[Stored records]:
□ □ □ □ □ □ □

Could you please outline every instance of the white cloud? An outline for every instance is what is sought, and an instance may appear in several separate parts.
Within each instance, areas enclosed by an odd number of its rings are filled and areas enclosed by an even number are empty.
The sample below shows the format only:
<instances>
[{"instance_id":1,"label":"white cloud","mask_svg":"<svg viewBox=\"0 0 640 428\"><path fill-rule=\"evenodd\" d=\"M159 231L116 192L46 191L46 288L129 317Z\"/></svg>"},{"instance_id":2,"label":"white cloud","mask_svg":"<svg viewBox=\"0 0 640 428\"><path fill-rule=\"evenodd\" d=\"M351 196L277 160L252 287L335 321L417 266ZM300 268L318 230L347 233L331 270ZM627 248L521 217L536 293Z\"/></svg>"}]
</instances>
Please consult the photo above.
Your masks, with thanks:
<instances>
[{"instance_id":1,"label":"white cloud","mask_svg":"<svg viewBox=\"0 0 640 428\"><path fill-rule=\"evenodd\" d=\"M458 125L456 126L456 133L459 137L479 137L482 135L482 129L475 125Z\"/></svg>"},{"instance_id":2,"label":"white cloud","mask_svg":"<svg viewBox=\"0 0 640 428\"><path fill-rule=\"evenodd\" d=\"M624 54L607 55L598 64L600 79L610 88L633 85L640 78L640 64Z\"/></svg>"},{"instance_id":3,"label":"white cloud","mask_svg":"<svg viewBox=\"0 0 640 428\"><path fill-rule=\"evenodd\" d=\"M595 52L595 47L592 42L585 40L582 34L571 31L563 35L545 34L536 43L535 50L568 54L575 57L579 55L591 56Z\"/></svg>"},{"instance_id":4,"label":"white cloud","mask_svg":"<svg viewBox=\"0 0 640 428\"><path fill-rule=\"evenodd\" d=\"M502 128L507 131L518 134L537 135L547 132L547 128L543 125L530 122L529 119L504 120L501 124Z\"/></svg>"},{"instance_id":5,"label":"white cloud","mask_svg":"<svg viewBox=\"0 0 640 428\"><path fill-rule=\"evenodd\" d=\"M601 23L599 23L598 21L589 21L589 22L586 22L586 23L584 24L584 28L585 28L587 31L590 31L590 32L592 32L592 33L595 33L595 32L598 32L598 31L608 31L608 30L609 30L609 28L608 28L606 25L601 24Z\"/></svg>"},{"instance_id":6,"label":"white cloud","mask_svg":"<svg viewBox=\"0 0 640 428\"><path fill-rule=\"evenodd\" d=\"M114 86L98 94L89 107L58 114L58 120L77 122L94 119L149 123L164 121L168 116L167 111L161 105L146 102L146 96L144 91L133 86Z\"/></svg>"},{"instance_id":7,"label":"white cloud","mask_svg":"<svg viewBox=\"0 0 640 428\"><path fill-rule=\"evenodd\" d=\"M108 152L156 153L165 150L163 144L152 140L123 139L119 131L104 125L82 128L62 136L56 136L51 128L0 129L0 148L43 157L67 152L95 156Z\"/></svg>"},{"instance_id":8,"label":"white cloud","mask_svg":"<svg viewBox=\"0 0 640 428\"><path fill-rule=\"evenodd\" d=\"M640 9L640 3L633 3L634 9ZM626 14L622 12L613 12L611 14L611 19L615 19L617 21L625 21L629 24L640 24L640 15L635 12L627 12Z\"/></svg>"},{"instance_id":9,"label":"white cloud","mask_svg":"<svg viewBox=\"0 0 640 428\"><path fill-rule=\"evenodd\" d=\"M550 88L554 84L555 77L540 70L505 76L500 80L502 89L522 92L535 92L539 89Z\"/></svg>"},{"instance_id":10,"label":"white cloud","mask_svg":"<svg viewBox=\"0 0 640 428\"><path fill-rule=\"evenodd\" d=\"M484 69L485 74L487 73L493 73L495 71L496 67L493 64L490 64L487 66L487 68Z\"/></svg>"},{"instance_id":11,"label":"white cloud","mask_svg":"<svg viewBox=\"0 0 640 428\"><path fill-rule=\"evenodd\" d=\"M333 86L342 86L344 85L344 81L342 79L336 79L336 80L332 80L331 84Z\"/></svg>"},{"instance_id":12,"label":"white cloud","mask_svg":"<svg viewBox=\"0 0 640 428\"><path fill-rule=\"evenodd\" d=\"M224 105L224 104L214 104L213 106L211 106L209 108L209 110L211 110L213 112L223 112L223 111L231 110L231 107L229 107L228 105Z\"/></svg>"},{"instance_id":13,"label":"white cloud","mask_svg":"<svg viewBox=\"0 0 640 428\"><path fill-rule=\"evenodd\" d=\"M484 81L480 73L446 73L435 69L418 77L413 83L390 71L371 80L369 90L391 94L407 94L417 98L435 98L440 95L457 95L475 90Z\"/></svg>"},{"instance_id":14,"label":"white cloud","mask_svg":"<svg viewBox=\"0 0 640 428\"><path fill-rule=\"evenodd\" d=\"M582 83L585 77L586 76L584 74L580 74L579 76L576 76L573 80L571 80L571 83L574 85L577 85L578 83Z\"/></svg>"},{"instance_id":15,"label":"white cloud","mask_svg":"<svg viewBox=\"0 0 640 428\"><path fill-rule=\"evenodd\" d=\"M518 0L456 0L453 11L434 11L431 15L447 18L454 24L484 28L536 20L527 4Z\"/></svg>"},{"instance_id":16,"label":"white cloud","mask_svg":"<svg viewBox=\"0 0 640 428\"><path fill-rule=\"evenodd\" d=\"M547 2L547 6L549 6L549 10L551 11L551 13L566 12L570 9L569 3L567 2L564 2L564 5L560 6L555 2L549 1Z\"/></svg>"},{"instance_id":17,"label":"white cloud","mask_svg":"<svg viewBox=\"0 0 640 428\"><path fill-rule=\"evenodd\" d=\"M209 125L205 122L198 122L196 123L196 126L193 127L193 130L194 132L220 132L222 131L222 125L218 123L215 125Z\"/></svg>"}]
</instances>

□ □ □ □ □ □ □

[WHAT NEEDS TO BE DONE]: Could every entry be given again exactly, with no line skipped?

[COMPLETED EXERCISE]:
Could you please outline every instance of the white cloud? An outline for every instance is what is sought, and an instance may appear in several separate parts.
Within each instance, areas enclosed by an odd number of its rings are filled and areas enclosed by an even number are empty.
The sample below shows the format only:
<instances>
[{"instance_id":1,"label":"white cloud","mask_svg":"<svg viewBox=\"0 0 640 428\"><path fill-rule=\"evenodd\" d=\"M159 231L116 192L46 191L46 288L129 317Z\"/></svg>"},{"instance_id":2,"label":"white cloud","mask_svg":"<svg viewBox=\"0 0 640 428\"><path fill-rule=\"evenodd\" d=\"M351 196L277 160L252 287L335 321L417 266ZM300 268L318 230L347 233L331 270ZM627 248L521 217L536 293Z\"/></svg>"}]
</instances>
Please consult the photo above.
Your masks, with thanks:
<instances>
[{"instance_id":1,"label":"white cloud","mask_svg":"<svg viewBox=\"0 0 640 428\"><path fill-rule=\"evenodd\" d=\"M458 125L456 126L456 133L459 137L479 137L482 135L482 129L475 125Z\"/></svg>"},{"instance_id":2,"label":"white cloud","mask_svg":"<svg viewBox=\"0 0 640 428\"><path fill-rule=\"evenodd\" d=\"M624 54L607 55L598 64L600 79L610 88L633 85L640 78L640 64Z\"/></svg>"},{"instance_id":3,"label":"white cloud","mask_svg":"<svg viewBox=\"0 0 640 428\"><path fill-rule=\"evenodd\" d=\"M595 52L595 47L592 42L585 40L582 34L571 31L563 35L545 34L536 43L535 50L568 54L575 57L579 55L591 56Z\"/></svg>"},{"instance_id":4,"label":"white cloud","mask_svg":"<svg viewBox=\"0 0 640 428\"><path fill-rule=\"evenodd\" d=\"M502 128L507 131L518 134L537 135L547 132L547 128L543 125L530 122L529 119L504 120L501 124Z\"/></svg>"},{"instance_id":5,"label":"white cloud","mask_svg":"<svg viewBox=\"0 0 640 428\"><path fill-rule=\"evenodd\" d=\"M601 23L599 23L598 21L589 21L589 22L586 22L586 23L584 24L584 28L585 28L587 31L590 31L590 32L592 32L592 33L595 33L595 32L598 32L598 31L608 31L608 30L609 30L609 28L608 28L606 25L601 24Z\"/></svg>"},{"instance_id":6,"label":"white cloud","mask_svg":"<svg viewBox=\"0 0 640 428\"><path fill-rule=\"evenodd\" d=\"M114 86L98 94L89 107L58 114L58 120L77 122L94 119L149 123L164 121L168 116L167 111L161 105L146 102L146 96L144 91L133 86Z\"/></svg>"},{"instance_id":7,"label":"white cloud","mask_svg":"<svg viewBox=\"0 0 640 428\"><path fill-rule=\"evenodd\" d=\"M108 152L156 153L165 150L163 144L152 140L123 139L119 131L104 125L82 128L62 136L56 136L51 128L0 129L0 148L43 157L67 152L95 156Z\"/></svg>"},{"instance_id":8,"label":"white cloud","mask_svg":"<svg viewBox=\"0 0 640 428\"><path fill-rule=\"evenodd\" d=\"M640 9L640 3L633 3L634 9ZM626 14L622 12L613 12L611 14L611 19L615 19L617 21L625 21L629 24L640 24L640 15L635 12L627 12Z\"/></svg>"},{"instance_id":9,"label":"white cloud","mask_svg":"<svg viewBox=\"0 0 640 428\"><path fill-rule=\"evenodd\" d=\"M550 88L554 84L555 77L540 70L505 76L500 80L502 89L522 92L535 92L539 89Z\"/></svg>"},{"instance_id":10,"label":"white cloud","mask_svg":"<svg viewBox=\"0 0 640 428\"><path fill-rule=\"evenodd\" d=\"M484 69L485 74L487 73L493 73L495 71L496 67L493 64L490 64L487 66L487 68Z\"/></svg>"},{"instance_id":11,"label":"white cloud","mask_svg":"<svg viewBox=\"0 0 640 428\"><path fill-rule=\"evenodd\" d=\"M333 86L342 86L344 85L344 81L342 79L336 79L336 80L332 80L331 84Z\"/></svg>"},{"instance_id":12,"label":"white cloud","mask_svg":"<svg viewBox=\"0 0 640 428\"><path fill-rule=\"evenodd\" d=\"M224 105L224 104L214 104L213 106L211 106L209 108L209 110L211 110L213 112L223 112L223 111L231 110L231 107L229 107L228 105Z\"/></svg>"},{"instance_id":13,"label":"white cloud","mask_svg":"<svg viewBox=\"0 0 640 428\"><path fill-rule=\"evenodd\" d=\"M484 81L480 73L446 73L435 69L418 77L413 83L390 71L371 80L369 90L391 94L407 94L417 98L435 98L440 95L457 95L475 90Z\"/></svg>"},{"instance_id":14,"label":"white cloud","mask_svg":"<svg viewBox=\"0 0 640 428\"><path fill-rule=\"evenodd\" d=\"M582 83L585 77L586 76L584 74L580 74L579 76L576 76L573 80L571 80L571 83L574 85L577 85L578 83Z\"/></svg>"},{"instance_id":15,"label":"white cloud","mask_svg":"<svg viewBox=\"0 0 640 428\"><path fill-rule=\"evenodd\" d=\"M518 0L456 0L453 11L434 11L431 15L447 18L454 24L484 28L536 20L527 4Z\"/></svg>"},{"instance_id":16,"label":"white cloud","mask_svg":"<svg viewBox=\"0 0 640 428\"><path fill-rule=\"evenodd\" d=\"M547 2L547 6L549 6L549 10L551 11L551 13L566 12L570 9L569 3L567 2L564 2L564 5L560 6L555 2L549 1Z\"/></svg>"},{"instance_id":17,"label":"white cloud","mask_svg":"<svg viewBox=\"0 0 640 428\"><path fill-rule=\"evenodd\" d=\"M209 125L205 122L198 122L196 123L196 126L193 127L193 130L194 132L220 132L222 131L222 125L218 123L215 125Z\"/></svg>"}]
</instances>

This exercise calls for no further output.